▶ _Task to complete_
Would you repeat the entries beneath, with nothing changed?

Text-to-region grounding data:
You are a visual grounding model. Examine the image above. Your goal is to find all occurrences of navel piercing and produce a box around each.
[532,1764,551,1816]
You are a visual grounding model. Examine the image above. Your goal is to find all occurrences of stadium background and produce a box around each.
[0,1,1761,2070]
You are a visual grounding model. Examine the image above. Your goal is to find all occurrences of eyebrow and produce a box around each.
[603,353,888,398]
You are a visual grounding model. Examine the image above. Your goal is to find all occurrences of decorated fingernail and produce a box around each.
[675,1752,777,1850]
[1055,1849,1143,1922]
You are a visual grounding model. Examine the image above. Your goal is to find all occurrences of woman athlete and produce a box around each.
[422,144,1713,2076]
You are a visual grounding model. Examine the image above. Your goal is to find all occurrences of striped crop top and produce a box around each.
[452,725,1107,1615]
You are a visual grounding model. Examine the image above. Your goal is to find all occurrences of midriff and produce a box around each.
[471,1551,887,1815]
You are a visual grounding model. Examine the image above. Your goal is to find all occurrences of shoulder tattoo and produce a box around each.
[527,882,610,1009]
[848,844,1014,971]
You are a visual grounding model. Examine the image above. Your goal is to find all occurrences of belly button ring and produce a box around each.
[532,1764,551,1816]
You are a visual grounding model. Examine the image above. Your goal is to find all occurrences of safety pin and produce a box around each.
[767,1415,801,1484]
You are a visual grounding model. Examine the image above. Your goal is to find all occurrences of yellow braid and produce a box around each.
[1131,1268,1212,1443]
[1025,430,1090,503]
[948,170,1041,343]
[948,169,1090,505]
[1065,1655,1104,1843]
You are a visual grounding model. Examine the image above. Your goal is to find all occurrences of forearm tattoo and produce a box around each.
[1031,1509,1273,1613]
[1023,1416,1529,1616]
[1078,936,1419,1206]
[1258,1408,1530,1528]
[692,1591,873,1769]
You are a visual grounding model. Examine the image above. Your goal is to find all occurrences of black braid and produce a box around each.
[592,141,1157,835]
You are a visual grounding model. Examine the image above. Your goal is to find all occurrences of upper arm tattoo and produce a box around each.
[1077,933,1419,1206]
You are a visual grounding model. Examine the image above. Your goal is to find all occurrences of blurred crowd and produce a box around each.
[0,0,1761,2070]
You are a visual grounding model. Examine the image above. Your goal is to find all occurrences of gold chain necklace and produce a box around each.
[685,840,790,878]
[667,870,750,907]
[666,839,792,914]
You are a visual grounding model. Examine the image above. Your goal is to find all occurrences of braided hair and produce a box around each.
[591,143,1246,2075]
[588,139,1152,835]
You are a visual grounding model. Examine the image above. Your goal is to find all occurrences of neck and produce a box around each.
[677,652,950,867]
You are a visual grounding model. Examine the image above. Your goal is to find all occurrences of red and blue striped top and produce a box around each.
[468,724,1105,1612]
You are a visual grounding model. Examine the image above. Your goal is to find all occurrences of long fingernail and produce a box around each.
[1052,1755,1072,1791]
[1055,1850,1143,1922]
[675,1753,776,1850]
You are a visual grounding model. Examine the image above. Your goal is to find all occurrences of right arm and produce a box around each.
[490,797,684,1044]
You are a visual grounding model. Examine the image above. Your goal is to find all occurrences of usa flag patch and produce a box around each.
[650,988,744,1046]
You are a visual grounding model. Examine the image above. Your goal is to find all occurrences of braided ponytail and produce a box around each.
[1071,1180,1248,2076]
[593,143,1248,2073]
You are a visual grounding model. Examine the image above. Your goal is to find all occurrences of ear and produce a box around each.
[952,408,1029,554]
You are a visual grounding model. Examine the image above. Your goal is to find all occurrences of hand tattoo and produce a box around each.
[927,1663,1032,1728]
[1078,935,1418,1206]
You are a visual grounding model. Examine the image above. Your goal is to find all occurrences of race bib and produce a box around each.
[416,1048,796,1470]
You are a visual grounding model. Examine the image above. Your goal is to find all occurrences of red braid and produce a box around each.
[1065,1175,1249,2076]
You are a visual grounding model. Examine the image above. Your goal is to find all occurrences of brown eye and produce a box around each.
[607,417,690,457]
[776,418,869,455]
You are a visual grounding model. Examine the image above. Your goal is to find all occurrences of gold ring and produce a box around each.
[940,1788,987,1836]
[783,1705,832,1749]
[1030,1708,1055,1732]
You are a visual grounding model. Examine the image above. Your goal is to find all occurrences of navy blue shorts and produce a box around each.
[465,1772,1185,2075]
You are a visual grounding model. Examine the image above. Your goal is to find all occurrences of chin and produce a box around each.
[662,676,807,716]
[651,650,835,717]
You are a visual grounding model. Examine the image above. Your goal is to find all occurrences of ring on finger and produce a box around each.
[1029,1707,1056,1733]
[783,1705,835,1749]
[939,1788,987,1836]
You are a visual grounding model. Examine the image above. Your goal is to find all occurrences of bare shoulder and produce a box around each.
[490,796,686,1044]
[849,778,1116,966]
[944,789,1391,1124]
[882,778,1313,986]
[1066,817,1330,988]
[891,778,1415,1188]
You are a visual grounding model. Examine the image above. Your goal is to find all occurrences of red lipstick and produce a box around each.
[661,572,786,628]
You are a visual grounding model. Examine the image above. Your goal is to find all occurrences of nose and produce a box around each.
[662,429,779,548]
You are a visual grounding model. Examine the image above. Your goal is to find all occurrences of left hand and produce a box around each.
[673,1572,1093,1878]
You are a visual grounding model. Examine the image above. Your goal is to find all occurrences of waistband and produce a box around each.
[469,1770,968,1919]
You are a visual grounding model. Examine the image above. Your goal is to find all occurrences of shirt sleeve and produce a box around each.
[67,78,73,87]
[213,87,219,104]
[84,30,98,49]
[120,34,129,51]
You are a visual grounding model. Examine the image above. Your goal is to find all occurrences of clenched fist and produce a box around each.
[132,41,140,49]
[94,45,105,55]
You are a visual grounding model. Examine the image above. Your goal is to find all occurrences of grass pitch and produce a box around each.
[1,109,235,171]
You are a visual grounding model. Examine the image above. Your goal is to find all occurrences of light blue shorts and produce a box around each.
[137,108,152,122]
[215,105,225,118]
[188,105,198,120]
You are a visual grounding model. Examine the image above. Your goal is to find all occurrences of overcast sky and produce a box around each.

▶ _Expected answer_
You are a visual grounding model. Examine the image above. Your goal is to find all occurrences of navel piercing and produce a box around each.
[532,1764,551,1816]
You are a visual grounding model. Examine the image above. Your goal is to find all occurrences of stadium background and produce a box around each.
[0,1,1761,2070]
You are a visual grounding model. Examine the image above. Your goal is to find all occurrences of eyebrow and produce a box around each.
[603,353,888,398]
You are a visual grounding model. Examine the image above. Your goal is to find all occurrences of decorated fingernail and produce a box around each.
[675,1752,777,1850]
[1055,1849,1143,1922]
You are a visual grounding model. Examine the image above. Your goal is to find all occurrences of woman athlete and produce a box around each.
[422,144,1713,2076]
You are a visual grounding model. Examine the image above. Your goal is to find all occurrences of striped crop top and produce a box around each.
[452,725,1107,1615]
You are a visual grounding model. Examine the image above. Your goal is to find all occurrences of midriff and produce a box around each.
[471,1551,887,1815]
You are a visual grounding model. Examine the image above. Your goal is to find all occurrences of shoulder tattoo and produce a box around each.
[527,882,610,1009]
[848,844,1014,971]
You are a visual grounding model. Examine the image above. Your goal is to find all occurrences of belly button ring and produce a box around each.
[532,1764,551,1816]
You are a visual grounding model. Examine the image above. Your goal is to find all occurrences of safety pin and produce a box around each.
[767,1415,801,1484]
You are a visual grounding model. Examine the image above. Your goal is to find all occurrences of yellow braid and produce a box around each.
[1131,1268,1212,1443]
[1025,430,1090,503]
[948,170,1041,343]
[948,169,1090,505]
[1065,1655,1104,1843]
You are a visual grounding model. Examine the image above. Your goal is to find all occurrences of forearm tattoo and produce a box around each.
[1031,1509,1273,1613]
[1023,1416,1529,1616]
[1078,936,1419,1206]
[1258,1408,1530,1528]
[692,1591,873,1769]
You are a visual grounding model. Examine the image above. Your goal is to find all occurrences of black braid and produce a box around each.
[592,141,1157,835]
You are a visual grounding model. Examine the image above. Your goal is to find all occurrences of upper arm tattoo and produce a box around each.
[1077,933,1419,1206]
You are a visual grounding model. Examine the image above. Your goal is to find all occurrences of blurred crowd and produce a box around each.
[0,0,1761,2070]
You are a visual grounding model. Examine the image above. Your goal is to find all occurrences of gold chain necklace and produce a box around each.
[685,840,790,878]
[667,870,750,907]
[666,839,792,914]
You are a visual grounding model. Examine the image above. Your goal is to find all occurrences of braided hair and produce a box around each.
[591,143,1246,2075]
[588,139,1152,835]
You are a visual grounding model. Examine the image above. Your goal is to find all occurrences of neck and produce a box around each.
[677,652,950,867]
You are a visual grounding model. Examine the image above. Your goal is to find all occurrences of red and blue striped top and produce a box around each.
[468,724,1105,1612]
You are a visual grounding model. Examine the image above. Your goal is to find all occurrences of long fingernail and produce a box around each.
[1052,1755,1072,1791]
[1055,1850,1143,1922]
[675,1753,776,1850]
You are a visual grounding model. Examine the image above. Your goal is to find all occurrences of right arm and produce a box around each.
[490,797,684,1044]
You are a visual grounding model. Examine the image above. Your goal is to find all occurrences of usa flag patch and produce a box around each.
[650,988,744,1046]
You are a visual grounding model. Examine the image above. Your goal is to find all occurrences of braided ponytail and produce a box around each.
[1071,1180,1248,2076]
[593,143,1248,2073]
You are a visual grounding model. Examine the image above. Your goal is to find all occurrences of ear and produce a box around each.
[952,408,1029,554]
You are a visual grounding model. Examine the image above. Your goal is to find all occurrences of hand tattoo and produce a box around each.
[927,1663,1032,1728]
[1078,935,1418,1206]
You are a visual grounding model. Examine the image above. Your goal is to find all occurrences of race bib and produce a box around each.
[416,1048,796,1470]
You are a visual grounding model. Examine the image above. Your goal is to find all occurrences of red braid and produce a box around each.
[1065,1175,1249,2076]
You are a visual grounding model. Examine the image above. Your goal is to find all occurrences of brown eye and produce a box around each.
[607,417,690,457]
[776,418,869,455]
You are a visual grounding model. Examine the image above. Your goal is to find all occurrences of gold ring and produce a box around each.
[940,1788,987,1836]
[783,1705,832,1749]
[1030,1708,1055,1732]
You are a visual grounding model. Examine the image above. Your goal is to find all occurrences of navy blue shorts and produce a box around each.
[465,1772,1185,2075]
You are a visual grounding model. Examine the image above. Your goal is to find all occurrences of chin and produce a box around each.
[662,676,807,716]
[651,650,835,717]
You are a visual grounding model. Examine the image above. Your goal is to find all occurrences of ring on finger and produce a box around each.
[1029,1707,1056,1733]
[783,1705,835,1749]
[939,1788,987,1836]
You are a visual grounding model. Examine the image above. Your goal is to find all occurrences of bare shoulder and produce a box around each.
[490,796,686,1044]
[849,778,1116,966]
[944,789,1391,1124]
[882,778,1313,986]
[1066,817,1330,988]
[891,778,1415,1188]
You are a visual grounding model. Examine the image above. Your goal is to find all occurrences of red lipstick and produce a box around each.
[661,572,786,628]
You are a visual grounding model. Examine the image above. Your goal is to find all occurrences of nose and produce a box around each.
[662,429,779,548]
You are a visual grounding model. Examine the image above. Your goal is to find all occurrences of left hand and produce a box around each.
[673,1572,1093,1878]
You are a visual grounding model. Examine the image above. Your goal is to find all occurrences of waistband and produce a box around each.
[469,1770,968,1919]
You are a visual grounding model. Examine the image above. Your goal is to find all occurrences of shirt sleeve and produce a box around each.
[67,78,73,87]
[213,87,219,104]
[84,30,98,49]
[120,34,129,51]
You are a visual grounding model. Examine the image above. Your goal is to find all occurrences of clenched fist and produce a box around each.
[132,41,140,49]
[94,45,105,55]
You are a visual grounding model. Examine the image above. Your goal is to find all occurrences of grass pitch and produce a box around each.
[1,109,235,171]
You are a visual grounding model. Examine the image above. Your goal is to find all occurrences of light blue shorts and produce a box around each.
[137,108,152,122]
[215,105,225,118]
[188,105,198,120]
You are a visual grounding model. Examine the image above. Your goal is to find all occurrences of overcast sky and produce a box around each.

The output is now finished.